- **Given entries**:
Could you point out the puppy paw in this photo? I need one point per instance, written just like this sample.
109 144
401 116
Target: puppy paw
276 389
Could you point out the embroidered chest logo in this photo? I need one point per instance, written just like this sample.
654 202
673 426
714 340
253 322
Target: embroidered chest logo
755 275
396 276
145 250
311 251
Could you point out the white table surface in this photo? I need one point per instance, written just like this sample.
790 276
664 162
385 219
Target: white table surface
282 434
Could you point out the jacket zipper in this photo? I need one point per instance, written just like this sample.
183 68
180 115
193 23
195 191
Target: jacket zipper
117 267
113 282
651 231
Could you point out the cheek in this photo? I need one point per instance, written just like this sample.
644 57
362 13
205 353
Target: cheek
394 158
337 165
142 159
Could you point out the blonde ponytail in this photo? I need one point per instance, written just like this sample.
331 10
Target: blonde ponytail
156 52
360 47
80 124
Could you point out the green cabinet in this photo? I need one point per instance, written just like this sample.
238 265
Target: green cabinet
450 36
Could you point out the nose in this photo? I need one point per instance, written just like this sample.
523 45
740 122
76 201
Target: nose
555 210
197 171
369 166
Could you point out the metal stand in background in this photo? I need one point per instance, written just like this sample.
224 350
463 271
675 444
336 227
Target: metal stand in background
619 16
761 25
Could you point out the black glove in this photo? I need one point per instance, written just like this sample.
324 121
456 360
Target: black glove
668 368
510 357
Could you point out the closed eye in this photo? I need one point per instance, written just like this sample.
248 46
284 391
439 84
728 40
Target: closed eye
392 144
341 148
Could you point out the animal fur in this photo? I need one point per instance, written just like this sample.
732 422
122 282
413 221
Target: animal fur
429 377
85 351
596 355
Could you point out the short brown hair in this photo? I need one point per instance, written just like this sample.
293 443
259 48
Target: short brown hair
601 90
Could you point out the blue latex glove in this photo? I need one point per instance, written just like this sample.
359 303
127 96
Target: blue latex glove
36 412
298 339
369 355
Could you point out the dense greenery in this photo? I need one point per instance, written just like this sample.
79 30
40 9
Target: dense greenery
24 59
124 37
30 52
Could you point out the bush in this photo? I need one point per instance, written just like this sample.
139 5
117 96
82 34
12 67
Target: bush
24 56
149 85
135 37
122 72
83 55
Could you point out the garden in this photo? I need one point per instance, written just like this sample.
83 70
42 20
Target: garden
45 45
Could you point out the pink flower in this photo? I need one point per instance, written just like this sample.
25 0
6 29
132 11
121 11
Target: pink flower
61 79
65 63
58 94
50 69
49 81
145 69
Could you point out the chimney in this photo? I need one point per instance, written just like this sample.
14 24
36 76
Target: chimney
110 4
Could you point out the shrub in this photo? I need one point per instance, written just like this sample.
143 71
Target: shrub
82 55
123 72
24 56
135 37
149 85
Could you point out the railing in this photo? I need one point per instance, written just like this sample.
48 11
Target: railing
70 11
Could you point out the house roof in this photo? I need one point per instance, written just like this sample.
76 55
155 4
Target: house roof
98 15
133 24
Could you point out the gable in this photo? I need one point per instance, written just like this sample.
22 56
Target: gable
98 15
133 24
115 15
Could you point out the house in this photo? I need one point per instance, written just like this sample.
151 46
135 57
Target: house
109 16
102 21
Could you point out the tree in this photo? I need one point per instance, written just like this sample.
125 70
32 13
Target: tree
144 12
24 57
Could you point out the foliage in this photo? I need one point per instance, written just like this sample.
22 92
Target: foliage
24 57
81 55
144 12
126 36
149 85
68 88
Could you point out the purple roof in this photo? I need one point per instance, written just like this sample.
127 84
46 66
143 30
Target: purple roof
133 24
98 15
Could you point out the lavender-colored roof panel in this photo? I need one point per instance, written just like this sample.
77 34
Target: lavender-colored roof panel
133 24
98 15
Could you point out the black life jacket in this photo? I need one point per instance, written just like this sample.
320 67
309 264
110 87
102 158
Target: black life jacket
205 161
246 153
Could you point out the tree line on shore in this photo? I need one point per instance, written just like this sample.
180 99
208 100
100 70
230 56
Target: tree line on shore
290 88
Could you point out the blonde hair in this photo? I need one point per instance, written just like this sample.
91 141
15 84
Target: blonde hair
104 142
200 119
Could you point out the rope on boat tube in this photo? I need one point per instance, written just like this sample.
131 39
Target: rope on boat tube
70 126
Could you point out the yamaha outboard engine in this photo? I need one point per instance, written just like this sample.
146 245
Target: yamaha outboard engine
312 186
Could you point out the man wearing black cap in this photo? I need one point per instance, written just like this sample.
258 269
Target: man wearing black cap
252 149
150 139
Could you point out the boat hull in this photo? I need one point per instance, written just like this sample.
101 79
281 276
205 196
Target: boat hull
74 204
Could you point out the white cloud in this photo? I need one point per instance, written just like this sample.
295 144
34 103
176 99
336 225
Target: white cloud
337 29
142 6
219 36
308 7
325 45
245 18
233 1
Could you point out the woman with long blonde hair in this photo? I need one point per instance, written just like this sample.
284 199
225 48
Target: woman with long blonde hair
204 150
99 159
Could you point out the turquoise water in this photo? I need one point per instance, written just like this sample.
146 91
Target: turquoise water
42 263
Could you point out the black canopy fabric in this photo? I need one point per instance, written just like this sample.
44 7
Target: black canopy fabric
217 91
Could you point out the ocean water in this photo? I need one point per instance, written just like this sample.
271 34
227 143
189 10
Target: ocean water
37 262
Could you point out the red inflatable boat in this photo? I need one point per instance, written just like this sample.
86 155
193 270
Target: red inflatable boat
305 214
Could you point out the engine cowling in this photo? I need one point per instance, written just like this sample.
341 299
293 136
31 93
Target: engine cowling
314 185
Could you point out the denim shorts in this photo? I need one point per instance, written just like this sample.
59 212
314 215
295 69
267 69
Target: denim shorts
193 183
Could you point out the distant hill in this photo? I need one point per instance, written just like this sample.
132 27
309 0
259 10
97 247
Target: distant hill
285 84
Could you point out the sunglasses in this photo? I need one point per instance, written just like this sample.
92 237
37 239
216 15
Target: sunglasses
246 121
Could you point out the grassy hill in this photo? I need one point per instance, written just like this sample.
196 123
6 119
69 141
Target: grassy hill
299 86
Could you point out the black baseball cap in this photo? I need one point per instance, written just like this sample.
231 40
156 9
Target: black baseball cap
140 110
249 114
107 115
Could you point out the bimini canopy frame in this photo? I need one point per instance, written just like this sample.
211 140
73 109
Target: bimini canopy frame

- **What is needed**:
Lines of the data above that include the string "bimini" must each be copied.

- **Exercise answer**:
Could you point out the bimini canopy frame in this photo? I need one point per instance, written just like this sample.
Target: bimini canopy frame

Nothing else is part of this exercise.